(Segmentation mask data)

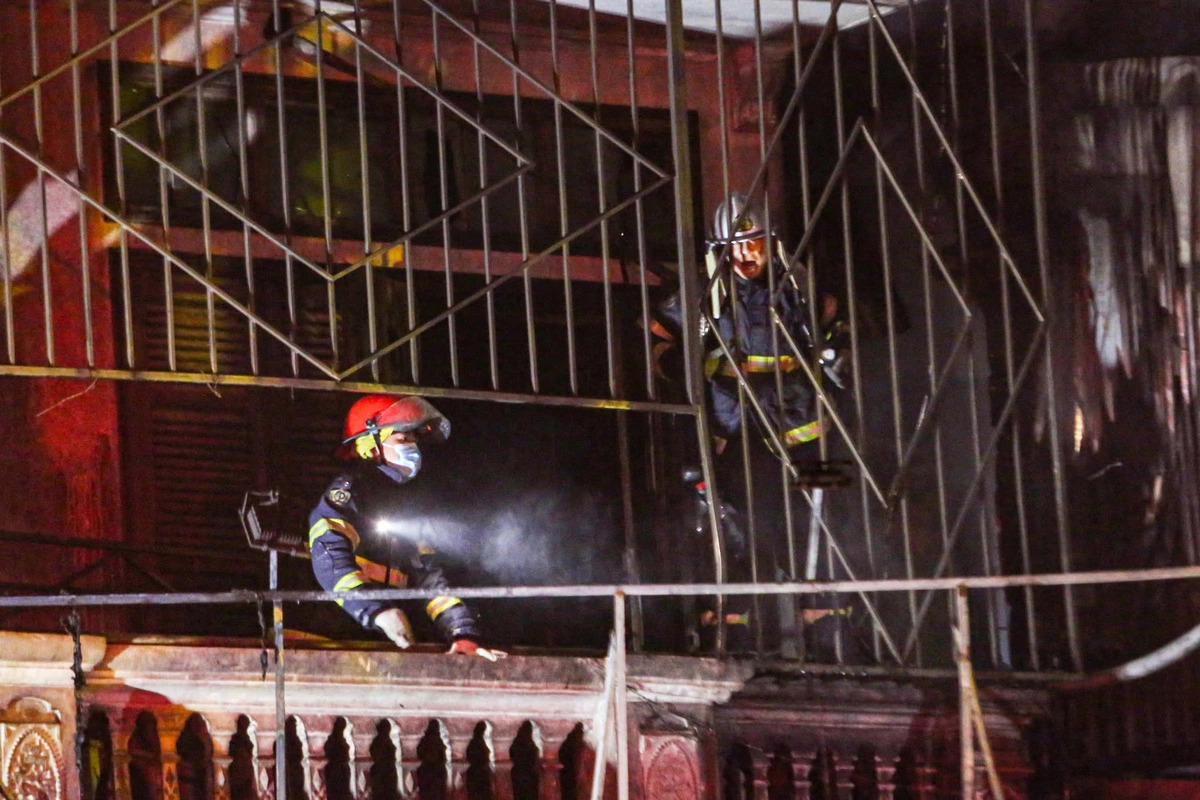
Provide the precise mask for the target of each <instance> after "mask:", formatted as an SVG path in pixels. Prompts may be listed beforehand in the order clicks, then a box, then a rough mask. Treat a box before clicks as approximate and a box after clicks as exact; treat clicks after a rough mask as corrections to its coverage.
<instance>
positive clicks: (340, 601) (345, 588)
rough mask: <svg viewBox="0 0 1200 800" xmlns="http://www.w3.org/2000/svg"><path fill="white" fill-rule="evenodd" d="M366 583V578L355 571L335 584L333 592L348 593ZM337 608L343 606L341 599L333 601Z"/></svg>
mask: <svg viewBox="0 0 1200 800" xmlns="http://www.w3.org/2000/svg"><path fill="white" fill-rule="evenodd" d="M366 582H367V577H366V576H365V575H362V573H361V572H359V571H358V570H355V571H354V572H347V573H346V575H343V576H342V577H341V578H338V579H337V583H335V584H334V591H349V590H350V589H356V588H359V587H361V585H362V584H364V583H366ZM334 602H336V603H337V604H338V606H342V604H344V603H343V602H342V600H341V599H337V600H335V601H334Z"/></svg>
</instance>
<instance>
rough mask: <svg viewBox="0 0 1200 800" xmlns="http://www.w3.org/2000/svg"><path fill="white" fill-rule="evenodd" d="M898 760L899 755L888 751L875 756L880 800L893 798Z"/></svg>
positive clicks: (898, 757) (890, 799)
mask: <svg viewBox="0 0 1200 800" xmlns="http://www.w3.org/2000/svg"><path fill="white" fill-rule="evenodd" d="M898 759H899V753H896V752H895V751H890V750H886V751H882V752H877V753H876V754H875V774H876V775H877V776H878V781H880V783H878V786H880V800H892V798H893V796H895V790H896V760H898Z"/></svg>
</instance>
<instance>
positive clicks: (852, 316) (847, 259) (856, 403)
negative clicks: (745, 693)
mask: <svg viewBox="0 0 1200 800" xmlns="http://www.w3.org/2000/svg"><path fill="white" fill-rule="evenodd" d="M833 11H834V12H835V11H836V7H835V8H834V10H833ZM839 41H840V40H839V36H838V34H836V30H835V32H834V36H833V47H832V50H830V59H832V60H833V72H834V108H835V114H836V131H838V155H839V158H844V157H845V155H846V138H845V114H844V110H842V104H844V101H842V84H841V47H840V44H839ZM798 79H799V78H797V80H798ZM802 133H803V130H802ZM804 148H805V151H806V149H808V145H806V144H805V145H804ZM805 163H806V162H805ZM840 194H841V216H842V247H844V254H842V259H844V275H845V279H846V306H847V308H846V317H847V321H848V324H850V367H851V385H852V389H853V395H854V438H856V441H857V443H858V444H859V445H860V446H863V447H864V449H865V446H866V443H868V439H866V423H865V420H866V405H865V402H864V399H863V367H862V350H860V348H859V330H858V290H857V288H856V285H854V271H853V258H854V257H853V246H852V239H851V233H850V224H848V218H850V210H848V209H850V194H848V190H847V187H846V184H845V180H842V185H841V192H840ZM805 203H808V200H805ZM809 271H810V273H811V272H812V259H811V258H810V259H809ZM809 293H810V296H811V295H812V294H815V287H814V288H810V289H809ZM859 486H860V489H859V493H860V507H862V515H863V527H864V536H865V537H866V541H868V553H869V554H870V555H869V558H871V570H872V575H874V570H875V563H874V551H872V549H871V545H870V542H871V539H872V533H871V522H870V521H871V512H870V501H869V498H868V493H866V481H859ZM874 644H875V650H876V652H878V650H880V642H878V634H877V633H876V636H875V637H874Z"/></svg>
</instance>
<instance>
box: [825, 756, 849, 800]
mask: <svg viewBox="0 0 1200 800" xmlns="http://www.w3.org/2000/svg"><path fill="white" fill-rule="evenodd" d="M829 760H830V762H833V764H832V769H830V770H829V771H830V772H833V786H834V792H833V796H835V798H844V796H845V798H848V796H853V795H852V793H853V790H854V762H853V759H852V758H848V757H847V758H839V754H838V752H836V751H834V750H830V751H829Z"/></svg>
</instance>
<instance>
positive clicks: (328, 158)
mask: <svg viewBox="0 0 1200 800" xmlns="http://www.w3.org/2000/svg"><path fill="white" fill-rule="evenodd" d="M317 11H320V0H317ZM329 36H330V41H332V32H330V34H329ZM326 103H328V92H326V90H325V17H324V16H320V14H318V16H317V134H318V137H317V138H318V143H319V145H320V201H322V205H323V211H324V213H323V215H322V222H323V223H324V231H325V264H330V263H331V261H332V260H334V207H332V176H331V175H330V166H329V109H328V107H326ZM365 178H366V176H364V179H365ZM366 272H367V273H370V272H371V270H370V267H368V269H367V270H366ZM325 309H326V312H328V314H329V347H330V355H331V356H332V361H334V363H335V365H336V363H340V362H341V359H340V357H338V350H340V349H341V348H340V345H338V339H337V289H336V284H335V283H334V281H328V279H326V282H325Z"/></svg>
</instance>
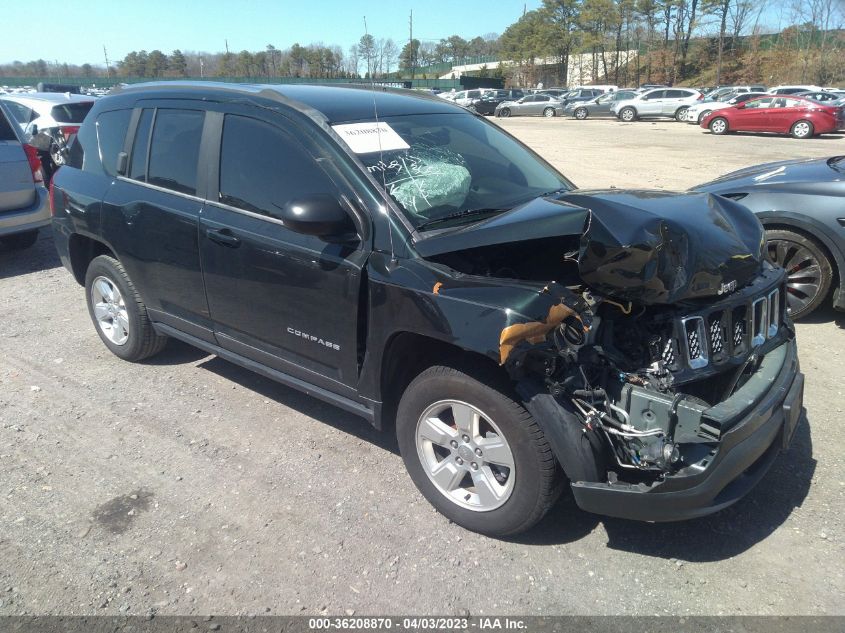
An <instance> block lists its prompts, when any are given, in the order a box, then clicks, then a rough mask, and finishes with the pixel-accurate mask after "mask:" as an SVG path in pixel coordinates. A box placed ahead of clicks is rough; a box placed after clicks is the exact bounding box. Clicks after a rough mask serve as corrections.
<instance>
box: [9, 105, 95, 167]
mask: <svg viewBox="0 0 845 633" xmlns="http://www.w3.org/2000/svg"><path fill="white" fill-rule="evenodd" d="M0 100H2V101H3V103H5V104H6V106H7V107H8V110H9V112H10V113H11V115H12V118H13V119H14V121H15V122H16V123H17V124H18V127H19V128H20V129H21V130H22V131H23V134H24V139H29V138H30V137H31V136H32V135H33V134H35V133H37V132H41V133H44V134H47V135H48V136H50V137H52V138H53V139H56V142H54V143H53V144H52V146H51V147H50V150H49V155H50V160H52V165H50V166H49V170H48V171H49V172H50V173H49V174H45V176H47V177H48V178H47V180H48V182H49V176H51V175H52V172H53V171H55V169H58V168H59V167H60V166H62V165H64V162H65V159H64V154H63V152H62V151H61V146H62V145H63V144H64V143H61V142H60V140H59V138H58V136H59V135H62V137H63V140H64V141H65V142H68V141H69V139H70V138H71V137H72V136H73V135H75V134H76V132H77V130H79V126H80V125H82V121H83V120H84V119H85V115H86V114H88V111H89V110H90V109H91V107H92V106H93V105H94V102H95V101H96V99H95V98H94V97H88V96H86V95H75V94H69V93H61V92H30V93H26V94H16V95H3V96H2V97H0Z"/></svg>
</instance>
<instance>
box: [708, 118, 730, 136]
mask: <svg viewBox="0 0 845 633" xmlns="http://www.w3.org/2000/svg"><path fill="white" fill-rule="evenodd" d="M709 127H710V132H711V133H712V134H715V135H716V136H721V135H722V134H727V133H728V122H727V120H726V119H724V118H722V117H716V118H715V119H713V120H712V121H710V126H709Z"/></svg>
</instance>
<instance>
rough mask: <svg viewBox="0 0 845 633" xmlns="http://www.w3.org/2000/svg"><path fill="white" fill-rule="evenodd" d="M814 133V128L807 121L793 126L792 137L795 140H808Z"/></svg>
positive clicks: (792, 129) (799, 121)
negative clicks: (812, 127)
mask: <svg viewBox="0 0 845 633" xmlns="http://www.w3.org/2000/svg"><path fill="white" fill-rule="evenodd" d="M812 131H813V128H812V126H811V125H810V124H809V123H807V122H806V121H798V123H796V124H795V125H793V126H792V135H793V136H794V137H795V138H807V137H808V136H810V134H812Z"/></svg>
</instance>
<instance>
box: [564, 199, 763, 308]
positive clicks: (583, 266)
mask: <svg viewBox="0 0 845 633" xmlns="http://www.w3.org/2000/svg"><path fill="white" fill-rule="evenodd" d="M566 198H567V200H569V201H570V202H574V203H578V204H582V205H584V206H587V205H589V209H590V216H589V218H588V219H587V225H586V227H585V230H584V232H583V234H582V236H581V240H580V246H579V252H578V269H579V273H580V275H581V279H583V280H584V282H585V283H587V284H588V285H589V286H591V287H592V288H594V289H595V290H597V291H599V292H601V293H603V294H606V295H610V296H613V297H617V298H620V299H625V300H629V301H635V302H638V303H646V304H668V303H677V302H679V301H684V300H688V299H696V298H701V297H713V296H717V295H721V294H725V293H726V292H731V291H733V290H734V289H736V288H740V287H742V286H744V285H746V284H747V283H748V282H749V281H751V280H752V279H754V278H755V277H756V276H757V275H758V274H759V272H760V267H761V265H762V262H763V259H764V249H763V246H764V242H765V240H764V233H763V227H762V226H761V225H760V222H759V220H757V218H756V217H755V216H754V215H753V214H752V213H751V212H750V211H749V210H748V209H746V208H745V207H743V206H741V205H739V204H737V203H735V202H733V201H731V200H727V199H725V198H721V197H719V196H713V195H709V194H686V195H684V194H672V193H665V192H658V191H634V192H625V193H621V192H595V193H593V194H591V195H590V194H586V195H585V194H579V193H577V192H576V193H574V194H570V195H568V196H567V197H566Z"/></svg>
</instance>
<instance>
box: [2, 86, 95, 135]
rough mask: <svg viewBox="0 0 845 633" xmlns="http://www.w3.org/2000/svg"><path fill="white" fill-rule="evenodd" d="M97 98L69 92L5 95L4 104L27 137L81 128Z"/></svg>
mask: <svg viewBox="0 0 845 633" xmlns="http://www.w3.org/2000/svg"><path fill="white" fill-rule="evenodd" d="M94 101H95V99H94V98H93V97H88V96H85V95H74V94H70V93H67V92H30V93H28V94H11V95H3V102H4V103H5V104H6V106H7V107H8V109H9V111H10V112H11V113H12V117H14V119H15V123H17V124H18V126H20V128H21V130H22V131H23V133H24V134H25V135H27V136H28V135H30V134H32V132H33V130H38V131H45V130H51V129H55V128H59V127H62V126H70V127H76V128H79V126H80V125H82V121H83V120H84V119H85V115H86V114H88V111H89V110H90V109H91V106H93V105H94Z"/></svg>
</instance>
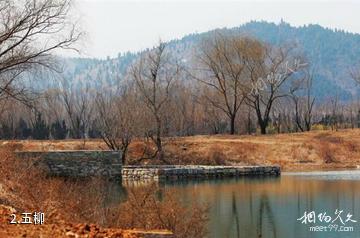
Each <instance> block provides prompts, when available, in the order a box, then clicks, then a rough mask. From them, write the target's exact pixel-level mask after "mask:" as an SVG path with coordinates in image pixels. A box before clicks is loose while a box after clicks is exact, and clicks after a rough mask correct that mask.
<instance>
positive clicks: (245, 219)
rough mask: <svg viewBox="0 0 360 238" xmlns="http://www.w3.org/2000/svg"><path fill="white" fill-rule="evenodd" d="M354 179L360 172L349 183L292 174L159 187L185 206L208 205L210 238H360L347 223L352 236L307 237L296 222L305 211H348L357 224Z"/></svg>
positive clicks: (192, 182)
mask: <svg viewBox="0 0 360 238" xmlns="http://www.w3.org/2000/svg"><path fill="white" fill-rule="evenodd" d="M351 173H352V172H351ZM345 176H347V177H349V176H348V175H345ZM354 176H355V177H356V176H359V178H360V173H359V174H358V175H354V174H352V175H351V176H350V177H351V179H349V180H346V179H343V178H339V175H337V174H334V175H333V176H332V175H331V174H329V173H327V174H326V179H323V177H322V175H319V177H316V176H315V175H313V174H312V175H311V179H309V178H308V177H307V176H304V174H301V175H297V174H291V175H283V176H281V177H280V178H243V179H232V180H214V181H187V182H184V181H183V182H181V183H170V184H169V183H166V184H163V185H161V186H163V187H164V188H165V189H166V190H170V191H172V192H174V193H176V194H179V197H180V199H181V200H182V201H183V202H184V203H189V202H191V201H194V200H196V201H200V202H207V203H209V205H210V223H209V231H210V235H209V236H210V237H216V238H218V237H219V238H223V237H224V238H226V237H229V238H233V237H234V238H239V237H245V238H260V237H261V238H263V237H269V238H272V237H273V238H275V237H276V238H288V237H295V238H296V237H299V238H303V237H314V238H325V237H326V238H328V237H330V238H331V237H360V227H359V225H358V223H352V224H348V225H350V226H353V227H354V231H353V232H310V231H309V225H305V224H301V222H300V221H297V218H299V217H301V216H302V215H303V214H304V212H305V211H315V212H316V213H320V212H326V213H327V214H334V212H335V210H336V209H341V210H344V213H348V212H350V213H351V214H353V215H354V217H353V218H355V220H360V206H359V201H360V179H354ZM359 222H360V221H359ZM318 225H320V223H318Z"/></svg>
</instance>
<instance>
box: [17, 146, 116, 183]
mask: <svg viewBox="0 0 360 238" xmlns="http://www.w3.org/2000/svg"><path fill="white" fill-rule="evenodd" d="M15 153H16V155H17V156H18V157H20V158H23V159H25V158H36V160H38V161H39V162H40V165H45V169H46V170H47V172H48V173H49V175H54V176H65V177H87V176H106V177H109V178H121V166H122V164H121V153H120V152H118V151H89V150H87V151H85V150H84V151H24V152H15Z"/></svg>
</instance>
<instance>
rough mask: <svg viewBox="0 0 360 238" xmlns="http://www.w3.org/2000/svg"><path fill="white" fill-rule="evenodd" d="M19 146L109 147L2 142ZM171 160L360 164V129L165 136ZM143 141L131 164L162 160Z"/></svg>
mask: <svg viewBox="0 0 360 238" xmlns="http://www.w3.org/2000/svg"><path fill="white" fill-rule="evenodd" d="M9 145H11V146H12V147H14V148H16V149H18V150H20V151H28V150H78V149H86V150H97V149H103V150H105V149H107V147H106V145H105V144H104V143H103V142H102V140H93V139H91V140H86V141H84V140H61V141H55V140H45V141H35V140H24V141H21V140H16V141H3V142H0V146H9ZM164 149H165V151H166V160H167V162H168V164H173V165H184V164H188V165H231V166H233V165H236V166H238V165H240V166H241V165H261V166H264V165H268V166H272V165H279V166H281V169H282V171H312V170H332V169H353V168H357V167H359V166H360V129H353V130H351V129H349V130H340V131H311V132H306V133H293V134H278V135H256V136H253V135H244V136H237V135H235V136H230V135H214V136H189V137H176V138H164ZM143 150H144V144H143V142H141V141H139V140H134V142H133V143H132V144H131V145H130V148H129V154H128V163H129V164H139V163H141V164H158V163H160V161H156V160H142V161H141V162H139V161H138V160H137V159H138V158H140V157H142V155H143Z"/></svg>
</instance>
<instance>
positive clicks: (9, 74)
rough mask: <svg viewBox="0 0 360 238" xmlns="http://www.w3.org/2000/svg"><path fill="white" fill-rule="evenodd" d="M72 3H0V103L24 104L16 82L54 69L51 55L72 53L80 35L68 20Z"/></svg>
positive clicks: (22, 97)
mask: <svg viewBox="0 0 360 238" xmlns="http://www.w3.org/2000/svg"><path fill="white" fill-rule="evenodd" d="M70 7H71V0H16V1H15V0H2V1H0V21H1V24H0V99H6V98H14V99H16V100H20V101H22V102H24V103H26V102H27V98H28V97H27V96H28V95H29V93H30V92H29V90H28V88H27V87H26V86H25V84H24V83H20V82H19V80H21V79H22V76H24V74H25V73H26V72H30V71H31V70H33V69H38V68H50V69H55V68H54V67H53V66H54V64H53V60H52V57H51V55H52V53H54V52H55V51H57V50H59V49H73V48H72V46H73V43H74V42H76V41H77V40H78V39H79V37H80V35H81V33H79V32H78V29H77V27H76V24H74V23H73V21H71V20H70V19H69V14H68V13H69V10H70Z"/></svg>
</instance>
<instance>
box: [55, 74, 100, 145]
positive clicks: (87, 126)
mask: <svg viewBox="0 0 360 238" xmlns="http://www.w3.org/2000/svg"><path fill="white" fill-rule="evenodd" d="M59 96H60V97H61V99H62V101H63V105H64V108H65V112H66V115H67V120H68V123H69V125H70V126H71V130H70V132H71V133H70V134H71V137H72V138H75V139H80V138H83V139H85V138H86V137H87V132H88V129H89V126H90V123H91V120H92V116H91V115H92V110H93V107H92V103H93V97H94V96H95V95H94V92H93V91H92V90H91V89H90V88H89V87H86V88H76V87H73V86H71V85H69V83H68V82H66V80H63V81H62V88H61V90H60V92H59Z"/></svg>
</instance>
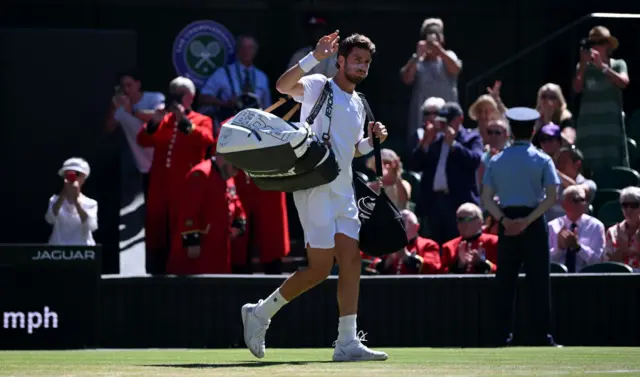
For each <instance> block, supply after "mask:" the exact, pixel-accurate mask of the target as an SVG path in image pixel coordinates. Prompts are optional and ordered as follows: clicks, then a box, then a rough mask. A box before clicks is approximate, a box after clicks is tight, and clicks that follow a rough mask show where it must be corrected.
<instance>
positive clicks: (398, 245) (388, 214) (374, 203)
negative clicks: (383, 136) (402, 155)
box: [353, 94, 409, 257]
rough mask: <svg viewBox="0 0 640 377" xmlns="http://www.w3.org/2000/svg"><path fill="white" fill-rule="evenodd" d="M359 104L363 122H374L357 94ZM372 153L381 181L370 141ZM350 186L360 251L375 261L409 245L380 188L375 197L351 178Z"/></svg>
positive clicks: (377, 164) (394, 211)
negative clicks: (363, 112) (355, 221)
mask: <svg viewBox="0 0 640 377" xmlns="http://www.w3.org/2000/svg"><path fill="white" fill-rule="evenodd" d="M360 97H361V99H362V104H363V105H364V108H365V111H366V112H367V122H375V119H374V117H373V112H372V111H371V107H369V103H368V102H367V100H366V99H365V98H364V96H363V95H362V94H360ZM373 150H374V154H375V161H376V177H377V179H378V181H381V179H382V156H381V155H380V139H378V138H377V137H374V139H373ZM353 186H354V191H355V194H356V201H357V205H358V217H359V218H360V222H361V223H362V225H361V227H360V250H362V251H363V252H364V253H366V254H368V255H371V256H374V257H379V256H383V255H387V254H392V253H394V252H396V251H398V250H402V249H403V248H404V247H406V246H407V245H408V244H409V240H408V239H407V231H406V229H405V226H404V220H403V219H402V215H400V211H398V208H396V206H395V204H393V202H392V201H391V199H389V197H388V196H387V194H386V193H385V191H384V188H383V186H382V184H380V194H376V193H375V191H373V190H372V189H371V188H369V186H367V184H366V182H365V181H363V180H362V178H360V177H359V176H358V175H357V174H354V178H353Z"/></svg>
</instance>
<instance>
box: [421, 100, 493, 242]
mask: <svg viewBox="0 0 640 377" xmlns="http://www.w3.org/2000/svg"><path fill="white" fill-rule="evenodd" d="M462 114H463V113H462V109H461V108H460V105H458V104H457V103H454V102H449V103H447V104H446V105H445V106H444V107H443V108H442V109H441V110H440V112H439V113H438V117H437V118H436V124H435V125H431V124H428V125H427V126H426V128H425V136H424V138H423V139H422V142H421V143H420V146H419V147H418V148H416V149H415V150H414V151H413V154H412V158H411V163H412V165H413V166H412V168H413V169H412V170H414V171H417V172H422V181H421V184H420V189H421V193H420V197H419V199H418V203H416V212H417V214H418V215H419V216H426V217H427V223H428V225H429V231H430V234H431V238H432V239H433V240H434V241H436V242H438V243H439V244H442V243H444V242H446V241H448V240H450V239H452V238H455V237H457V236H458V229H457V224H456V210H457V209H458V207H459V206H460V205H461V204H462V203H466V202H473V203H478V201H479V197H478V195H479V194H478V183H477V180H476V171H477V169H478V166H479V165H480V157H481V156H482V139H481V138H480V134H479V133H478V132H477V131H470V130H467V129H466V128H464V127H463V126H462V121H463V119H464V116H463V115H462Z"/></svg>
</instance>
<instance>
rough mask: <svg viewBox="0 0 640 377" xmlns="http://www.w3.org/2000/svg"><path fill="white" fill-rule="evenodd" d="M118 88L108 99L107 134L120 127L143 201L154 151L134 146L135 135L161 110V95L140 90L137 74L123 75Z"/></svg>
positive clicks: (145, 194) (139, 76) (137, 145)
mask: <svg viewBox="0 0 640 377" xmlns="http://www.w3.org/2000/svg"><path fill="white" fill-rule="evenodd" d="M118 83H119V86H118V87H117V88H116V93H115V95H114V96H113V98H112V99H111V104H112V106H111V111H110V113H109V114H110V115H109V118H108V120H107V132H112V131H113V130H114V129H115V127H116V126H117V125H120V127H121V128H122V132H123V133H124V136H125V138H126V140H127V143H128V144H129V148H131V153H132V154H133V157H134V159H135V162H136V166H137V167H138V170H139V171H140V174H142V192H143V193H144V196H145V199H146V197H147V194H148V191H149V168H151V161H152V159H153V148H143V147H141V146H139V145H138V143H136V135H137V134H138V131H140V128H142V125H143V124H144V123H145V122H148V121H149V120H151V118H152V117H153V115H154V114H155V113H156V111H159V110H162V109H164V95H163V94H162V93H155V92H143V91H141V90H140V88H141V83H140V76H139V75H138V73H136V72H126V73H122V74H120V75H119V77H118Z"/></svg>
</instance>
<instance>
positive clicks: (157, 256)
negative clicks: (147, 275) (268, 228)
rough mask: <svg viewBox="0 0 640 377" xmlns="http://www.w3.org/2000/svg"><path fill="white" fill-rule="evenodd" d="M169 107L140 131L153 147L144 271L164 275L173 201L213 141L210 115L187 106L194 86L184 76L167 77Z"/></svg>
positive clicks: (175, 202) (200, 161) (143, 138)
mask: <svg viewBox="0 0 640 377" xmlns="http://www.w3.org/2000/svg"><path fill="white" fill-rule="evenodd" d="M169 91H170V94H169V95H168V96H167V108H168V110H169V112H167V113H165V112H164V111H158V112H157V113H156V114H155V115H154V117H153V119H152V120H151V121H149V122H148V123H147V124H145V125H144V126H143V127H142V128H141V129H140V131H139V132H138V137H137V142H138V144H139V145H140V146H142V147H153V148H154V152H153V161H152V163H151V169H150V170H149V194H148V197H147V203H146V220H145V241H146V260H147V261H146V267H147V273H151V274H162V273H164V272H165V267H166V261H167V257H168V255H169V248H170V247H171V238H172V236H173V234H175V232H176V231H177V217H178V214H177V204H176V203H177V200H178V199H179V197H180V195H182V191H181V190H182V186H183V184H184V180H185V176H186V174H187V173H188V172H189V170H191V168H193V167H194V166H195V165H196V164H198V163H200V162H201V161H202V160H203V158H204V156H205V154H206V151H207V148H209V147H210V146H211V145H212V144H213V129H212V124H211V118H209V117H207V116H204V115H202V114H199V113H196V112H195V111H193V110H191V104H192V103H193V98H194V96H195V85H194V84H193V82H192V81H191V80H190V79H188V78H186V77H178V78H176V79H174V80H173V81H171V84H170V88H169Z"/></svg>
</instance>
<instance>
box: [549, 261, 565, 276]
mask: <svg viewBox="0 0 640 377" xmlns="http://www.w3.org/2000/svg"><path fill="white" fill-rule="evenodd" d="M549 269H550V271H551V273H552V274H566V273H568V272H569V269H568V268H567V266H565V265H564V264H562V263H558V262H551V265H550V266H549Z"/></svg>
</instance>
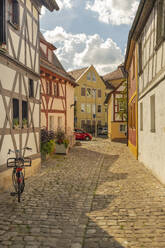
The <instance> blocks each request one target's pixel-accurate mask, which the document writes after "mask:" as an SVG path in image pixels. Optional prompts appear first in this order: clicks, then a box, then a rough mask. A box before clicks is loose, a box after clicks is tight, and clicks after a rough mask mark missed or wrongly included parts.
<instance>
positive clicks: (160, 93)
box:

Task goal –
List each line in the rows above that contains the word "pixels".

Finished task –
Provide the precise mask for the target of each <instance> after "mask:", formatted as an SVG path in pixels. Prompts may be listed beforehand in the order clicks, then a box, then a rough mask. Treat a box before clicks as approximate and a box after clicks as exact; treat clicks after a rough mask as corrections to its coverage.
Each <instance> block provides prompts, when available, in the order a box, then clicks, then a rough mask. From them, write the target's exact pixel-level mask after "mask:" as an SVG path with coordinates in image pixels. A box before clicks is loose while a box after clicks is exact, and clicks after a rough mask correct that mask.
The <instance> blocks each request one target's pixel-accurate mask, which the document writes after "mask:" as an SVG path in image pixels. Optional prompts appear first in this order: clicks, then a box, then a rough mask. A box before clicks is loose, a box after clicks is tight, and clicks after a rough mask mark missed or wrongly included parts.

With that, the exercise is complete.